Assignment:
Find how many lines in the entries below carry the word "slope" and answer with only that figure.

[Supplied information Boundary: Start]

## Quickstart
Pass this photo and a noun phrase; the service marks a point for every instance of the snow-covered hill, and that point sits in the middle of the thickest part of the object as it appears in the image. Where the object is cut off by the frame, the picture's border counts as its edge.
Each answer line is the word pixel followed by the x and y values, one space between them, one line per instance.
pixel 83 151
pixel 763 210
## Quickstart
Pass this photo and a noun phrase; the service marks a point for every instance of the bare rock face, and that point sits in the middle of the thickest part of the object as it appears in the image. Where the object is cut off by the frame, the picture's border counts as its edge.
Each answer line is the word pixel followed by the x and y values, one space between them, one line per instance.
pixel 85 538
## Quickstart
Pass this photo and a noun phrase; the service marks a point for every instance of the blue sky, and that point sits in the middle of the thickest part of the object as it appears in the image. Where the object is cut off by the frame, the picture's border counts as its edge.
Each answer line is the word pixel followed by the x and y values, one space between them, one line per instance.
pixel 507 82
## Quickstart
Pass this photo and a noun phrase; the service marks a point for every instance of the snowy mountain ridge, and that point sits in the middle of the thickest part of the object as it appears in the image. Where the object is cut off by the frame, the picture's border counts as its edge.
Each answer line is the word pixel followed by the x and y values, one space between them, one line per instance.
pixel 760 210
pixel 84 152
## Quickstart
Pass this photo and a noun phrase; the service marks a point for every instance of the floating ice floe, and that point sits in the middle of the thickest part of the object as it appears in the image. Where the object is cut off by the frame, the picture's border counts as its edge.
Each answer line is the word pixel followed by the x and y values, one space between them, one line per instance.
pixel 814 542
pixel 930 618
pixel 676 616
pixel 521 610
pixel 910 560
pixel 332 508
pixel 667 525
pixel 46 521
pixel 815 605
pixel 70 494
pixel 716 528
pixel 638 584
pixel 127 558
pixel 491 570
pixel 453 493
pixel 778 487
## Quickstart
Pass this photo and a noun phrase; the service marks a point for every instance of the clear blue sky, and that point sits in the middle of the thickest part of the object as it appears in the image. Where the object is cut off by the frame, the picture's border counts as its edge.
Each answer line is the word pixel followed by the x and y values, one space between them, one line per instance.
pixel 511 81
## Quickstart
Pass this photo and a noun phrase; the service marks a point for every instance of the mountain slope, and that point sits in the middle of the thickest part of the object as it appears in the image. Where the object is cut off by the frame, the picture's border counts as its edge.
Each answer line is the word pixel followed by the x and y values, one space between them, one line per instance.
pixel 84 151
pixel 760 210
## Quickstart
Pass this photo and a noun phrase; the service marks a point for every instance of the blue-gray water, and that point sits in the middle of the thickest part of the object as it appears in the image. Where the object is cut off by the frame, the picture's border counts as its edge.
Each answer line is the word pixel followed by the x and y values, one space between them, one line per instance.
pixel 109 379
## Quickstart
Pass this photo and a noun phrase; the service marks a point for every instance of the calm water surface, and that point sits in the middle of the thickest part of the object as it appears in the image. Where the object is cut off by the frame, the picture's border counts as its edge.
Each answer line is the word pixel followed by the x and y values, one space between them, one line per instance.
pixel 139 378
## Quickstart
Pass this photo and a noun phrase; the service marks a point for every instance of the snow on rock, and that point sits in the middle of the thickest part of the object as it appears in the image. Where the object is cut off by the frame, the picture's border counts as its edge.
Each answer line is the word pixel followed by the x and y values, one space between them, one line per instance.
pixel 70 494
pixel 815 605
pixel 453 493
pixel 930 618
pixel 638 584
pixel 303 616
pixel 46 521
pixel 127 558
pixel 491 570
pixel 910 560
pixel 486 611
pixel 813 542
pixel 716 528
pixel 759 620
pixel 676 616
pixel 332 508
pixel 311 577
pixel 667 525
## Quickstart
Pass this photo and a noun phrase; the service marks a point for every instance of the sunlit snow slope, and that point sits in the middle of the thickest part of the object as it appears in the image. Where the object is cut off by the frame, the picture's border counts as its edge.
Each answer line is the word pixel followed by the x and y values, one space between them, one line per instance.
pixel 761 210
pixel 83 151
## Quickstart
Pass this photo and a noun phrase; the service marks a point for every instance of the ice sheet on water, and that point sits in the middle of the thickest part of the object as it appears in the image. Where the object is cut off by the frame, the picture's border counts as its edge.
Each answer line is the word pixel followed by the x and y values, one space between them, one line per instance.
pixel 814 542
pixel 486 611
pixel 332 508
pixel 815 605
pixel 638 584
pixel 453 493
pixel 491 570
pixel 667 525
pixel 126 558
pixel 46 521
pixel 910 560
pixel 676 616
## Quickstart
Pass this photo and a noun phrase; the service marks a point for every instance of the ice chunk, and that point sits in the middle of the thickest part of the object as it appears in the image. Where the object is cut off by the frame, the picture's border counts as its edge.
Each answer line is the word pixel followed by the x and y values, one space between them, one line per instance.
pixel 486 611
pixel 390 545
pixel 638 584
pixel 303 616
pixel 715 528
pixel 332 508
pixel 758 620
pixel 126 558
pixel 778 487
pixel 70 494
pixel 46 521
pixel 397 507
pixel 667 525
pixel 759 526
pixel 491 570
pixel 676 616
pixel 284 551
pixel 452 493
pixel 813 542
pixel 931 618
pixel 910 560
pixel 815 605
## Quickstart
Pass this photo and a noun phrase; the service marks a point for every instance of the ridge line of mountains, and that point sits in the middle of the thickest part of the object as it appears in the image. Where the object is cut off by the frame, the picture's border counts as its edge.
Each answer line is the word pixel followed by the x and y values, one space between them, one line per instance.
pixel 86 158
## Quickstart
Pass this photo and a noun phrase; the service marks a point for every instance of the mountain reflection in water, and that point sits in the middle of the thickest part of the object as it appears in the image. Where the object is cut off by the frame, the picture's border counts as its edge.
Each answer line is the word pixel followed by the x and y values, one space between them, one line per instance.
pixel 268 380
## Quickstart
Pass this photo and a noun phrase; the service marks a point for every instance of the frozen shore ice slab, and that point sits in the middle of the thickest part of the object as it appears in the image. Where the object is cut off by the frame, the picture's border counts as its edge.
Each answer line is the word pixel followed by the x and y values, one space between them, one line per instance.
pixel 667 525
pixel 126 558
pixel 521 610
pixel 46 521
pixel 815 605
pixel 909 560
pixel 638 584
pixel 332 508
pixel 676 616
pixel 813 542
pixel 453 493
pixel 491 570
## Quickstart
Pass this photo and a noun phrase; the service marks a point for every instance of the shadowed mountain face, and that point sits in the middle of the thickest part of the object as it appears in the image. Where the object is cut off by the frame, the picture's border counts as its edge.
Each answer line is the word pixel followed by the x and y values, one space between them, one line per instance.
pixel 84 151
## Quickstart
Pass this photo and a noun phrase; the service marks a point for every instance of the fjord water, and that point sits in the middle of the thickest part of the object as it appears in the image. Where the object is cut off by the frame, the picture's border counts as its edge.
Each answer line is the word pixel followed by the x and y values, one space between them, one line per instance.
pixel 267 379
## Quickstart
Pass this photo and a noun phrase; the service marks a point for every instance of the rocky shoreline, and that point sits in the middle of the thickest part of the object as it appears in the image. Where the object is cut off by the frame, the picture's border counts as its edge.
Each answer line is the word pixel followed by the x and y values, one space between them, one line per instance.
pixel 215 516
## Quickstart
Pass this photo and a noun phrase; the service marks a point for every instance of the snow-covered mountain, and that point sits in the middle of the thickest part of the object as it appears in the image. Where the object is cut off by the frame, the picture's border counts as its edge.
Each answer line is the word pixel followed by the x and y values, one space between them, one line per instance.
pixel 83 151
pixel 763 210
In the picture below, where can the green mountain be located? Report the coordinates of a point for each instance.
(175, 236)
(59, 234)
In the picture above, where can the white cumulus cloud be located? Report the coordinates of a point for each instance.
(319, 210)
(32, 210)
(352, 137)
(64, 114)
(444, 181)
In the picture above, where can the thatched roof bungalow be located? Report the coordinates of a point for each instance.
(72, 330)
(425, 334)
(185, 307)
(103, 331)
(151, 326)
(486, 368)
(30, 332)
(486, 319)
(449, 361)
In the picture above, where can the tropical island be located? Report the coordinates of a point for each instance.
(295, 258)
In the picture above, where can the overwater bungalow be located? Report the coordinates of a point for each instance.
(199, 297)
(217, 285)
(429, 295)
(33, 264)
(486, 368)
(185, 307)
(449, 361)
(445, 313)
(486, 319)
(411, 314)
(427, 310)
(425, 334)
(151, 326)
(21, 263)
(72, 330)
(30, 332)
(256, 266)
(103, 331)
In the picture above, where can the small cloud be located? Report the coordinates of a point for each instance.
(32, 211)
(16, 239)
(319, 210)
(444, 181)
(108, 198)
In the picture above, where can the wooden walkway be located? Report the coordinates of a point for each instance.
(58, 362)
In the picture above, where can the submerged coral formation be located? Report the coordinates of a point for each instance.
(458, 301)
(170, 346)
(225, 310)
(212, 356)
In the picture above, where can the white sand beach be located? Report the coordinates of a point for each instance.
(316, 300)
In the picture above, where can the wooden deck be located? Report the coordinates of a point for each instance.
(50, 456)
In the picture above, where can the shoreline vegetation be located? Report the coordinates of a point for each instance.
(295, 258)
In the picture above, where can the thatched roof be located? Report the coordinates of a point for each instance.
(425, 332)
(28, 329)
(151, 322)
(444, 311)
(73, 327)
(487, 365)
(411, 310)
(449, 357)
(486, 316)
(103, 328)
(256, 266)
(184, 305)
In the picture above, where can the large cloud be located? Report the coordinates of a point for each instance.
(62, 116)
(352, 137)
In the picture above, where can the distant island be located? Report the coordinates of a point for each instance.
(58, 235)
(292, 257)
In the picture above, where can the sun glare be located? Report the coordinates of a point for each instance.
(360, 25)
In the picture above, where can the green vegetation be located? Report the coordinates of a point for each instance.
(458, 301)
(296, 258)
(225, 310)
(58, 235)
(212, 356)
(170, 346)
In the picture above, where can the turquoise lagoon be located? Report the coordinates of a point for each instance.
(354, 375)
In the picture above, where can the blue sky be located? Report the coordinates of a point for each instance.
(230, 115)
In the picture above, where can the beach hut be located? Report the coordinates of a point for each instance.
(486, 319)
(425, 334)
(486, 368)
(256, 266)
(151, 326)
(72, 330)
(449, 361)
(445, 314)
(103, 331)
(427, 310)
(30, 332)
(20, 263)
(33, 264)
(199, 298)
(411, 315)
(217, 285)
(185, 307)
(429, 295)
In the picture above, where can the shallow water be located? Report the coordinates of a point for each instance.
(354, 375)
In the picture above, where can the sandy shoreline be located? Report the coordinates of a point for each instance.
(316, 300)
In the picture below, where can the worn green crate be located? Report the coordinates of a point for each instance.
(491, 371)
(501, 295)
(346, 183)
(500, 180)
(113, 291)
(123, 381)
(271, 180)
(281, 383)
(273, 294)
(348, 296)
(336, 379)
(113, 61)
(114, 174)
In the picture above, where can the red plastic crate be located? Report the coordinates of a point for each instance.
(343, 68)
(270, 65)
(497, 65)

[Supplied information Boundary: End]

Reply:
2